▸ Exercise: The entries below are to be written out again without alteration.

[Items from a dataset]
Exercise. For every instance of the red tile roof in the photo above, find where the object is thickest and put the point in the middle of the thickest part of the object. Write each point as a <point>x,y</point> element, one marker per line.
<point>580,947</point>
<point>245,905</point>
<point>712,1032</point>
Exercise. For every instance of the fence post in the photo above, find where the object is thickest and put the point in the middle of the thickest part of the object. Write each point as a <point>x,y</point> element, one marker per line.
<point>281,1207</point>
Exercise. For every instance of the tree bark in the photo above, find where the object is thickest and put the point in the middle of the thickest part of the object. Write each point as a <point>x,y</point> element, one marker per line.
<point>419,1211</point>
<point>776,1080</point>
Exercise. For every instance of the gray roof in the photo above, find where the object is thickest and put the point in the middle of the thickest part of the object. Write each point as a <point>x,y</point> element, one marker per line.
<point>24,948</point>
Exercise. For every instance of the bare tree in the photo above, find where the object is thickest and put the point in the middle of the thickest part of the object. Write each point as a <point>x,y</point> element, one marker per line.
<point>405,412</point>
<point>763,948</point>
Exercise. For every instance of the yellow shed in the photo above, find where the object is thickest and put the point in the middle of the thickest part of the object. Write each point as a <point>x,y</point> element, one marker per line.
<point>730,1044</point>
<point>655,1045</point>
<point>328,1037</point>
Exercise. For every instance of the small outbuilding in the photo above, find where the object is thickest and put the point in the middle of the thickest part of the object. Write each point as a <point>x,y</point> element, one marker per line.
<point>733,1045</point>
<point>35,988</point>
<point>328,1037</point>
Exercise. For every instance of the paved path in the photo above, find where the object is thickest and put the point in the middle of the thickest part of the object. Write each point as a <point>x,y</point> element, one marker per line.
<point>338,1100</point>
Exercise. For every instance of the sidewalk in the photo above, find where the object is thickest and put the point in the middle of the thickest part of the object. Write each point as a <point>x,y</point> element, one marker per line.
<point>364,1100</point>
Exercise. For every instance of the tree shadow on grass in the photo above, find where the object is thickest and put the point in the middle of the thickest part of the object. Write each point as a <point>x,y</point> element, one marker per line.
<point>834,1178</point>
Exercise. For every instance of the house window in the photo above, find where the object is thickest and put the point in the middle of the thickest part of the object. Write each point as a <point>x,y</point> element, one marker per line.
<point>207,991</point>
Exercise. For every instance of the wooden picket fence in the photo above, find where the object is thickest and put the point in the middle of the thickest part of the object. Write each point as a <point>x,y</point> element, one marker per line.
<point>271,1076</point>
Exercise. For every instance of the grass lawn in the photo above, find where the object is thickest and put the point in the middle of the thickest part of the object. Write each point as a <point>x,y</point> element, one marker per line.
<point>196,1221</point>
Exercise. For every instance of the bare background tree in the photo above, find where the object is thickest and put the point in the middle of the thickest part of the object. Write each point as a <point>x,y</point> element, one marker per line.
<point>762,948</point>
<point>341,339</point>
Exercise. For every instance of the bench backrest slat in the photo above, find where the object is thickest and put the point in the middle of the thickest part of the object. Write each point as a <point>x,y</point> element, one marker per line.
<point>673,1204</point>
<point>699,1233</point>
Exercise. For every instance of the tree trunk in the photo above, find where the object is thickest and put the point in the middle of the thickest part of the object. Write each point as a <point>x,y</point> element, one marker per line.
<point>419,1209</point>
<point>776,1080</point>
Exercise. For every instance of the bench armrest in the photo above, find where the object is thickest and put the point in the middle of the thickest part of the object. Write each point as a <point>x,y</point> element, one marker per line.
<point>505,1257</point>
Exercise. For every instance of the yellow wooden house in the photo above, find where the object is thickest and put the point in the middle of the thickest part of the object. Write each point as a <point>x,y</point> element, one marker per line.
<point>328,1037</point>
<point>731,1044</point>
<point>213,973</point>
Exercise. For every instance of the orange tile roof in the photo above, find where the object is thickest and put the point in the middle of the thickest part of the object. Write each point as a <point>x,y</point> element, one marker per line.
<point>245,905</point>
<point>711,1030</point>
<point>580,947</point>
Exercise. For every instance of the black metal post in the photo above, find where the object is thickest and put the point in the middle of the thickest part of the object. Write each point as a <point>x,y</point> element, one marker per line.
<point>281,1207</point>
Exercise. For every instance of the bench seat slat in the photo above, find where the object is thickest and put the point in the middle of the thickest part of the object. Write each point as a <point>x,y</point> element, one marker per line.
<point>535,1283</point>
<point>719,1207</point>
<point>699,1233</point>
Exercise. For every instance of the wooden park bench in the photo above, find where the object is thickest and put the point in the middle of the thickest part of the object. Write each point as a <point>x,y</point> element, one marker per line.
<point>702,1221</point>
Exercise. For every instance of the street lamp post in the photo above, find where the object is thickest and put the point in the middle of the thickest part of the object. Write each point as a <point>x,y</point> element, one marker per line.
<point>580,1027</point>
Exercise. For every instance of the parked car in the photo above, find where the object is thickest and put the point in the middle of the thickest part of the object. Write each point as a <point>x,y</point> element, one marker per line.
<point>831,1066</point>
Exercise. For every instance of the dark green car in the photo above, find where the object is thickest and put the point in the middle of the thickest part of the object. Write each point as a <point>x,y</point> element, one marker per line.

▸ Result for this task:
Exercise. For every instance of the red tile roof in the photo above, find where the object is thickest and put the point in the middle of the thickest part of the object. Write each point as a <point>x,y</point> element, one marker per line.
<point>580,947</point>
<point>245,905</point>
<point>712,1032</point>
Exercise. For every instance of the fence post in the photo above, find where the object is thickest and put the point in the middle of the thickest part of the object. Write each point as a <point>x,y</point> element, one marker per line.
<point>281,1207</point>
Exercise. For every instance of the tree bark in the photo above, find where the object is thickest and put the point in the middle of the thickest part of the object. Write each point as a <point>x,y</point> element, one marker per line.
<point>419,1211</point>
<point>776,1080</point>
Exercise. For every instance of the gray roof in the photo above, find where the object is thickest and put the point in the middle of the thickest part of the object. Write each point as a <point>x,y</point> element, one marker per line.
<point>24,948</point>
Exercise. For every instance of the bare tree in the photo above, find where the object is thickest and put the point in the middle of the thickest part of the object. Write each point as a <point>x,y</point> element, one marker per line.
<point>405,412</point>
<point>763,948</point>
Exercise. For every instance of the yellow shed in the photo above, find where the object is thickest and put the point in the middle of the thickest part of the object. Write each point as a <point>x,y</point> element, one marker per line.
<point>730,1044</point>
<point>655,1045</point>
<point>328,1037</point>
Exercise. For every instance of the small outbuilding in the photo above, find where the object is thickest and put the point in the middle of the thickest part of the object. Write each point as a <point>x,y</point> element, one marker per line.
<point>733,1045</point>
<point>35,988</point>
<point>328,1037</point>
Exercise. For every instance of the paved path in the photo above, find where the object is thickest and put the point in the middle of the thickest part of the object. Write each point as a <point>x,y</point> element, one marker per line.
<point>338,1100</point>
Exercise. For every instance of the sidewalk in the photo above, find where the object is thickest and put the point in the middle of the thickest part of the object. Write each point as a <point>x,y</point> element, one marker per line.
<point>364,1100</point>
Exercise. For every instance of the tree shadow on grass in the photo above, find where the object is thickest and put the point in the middle of the thickest part of the object. Write each point as a <point>x,y</point> element, one marker per line.
<point>834,1178</point>
Exercise. For every instance of the house window in the photo above, find where the object is thickest and put the point in the middle of the thickest part of the object. Write each point as a <point>x,y</point> element, one marker per line.
<point>207,991</point>
Exercise. For every instance of the wooden picket fence in the photo above, find where the object is thickest and put the point in the middle of the thickest part of the object. Write each point as a <point>x,y</point> element, one marker per line.
<point>271,1076</point>
Exercise. For every instance of the grass lawn in the photo above, find where the object is thickest and put the point in the middle of the thickest part of the object. Write each point as a <point>x,y</point> element, one marker per line.
<point>196,1221</point>
Exercise. For every instance of the bare background tree in the photo above, find where the object is thickest and put the point in the middle of the thickest part of the object. Write each point as a <point>x,y</point> element, one marker per line.
<point>762,948</point>
<point>341,339</point>
Exercise. For every instance of the bench backrest slat in the photo above, find where the object is thickest and put the point in the middle of the thickest part of the object. Write each point as a <point>x,y</point> element, one marker per line.
<point>673,1204</point>
<point>699,1233</point>
Exercise. For every instance of the tree trunk in the photo above, find where the object is thickest and put the point in the middle of the thickest part of the object. Write each point as a <point>x,y</point> element, one marker per line.
<point>419,1209</point>
<point>776,1080</point>
Exercise. For every instance of the bench armrest in the photo above, find where the object is thickest and put the point in the middle of the thickest part of the object. Write each point as a <point>x,y</point> element, one marker per line.
<point>505,1257</point>
Exercise. For every instance of the yellow wooden house in the photo above, find where the object is thickest and put the point in the middle of the thickest part of the object. Write each point as a <point>x,y</point> element, one marker per line.
<point>328,1037</point>
<point>731,1044</point>
<point>213,973</point>
Exercise. For every instance of the orange tile roof in the photo above, find where the object is thickest and put the point in the middle of the thickest part of the object. Write each point as a <point>x,y</point> element, one marker per line.
<point>245,905</point>
<point>711,1030</point>
<point>580,947</point>
Exercise. For every instance of the black metal post in the photo above, find where the object is thickest and put the point in the middle of the thickest part of the object. Write each point as a <point>x,y</point> element, one marker per line.
<point>281,1207</point>
Exercise. For every instance of the bench seat slat in the photo above, find where the object is thickest and put the point in the middle of the thickest part of the object. Write each point as a <point>x,y</point> element, one marker per line.
<point>535,1283</point>
<point>719,1207</point>
<point>699,1233</point>
Exercise. For every instance of the wooden park bench in the photo above, find where the object is thickest and put the point in the middle of the thickest part of the object. Write each point as a <point>x,y</point> element, one marker per line.
<point>702,1221</point>
Exercise. For every instance of the street lamp post in the photo above, find where the object is thickest and put the point in the middle of the thickest part of the object. Write each point as a <point>x,y</point> element, one marker per line.
<point>580,1027</point>
Exercise. For every instance of the parked car in the photo above, find where the object is thickest and put the point in the middle of the thickest part of the object. Write each point as a <point>x,y</point> element, one marker per line.
<point>831,1066</point>
Exercise. For every instance of the dark green car in the photo above, find where the object is thickest and put the point in the middle of the thickest part of the object. Write each point as a <point>x,y</point> element, one marker per line.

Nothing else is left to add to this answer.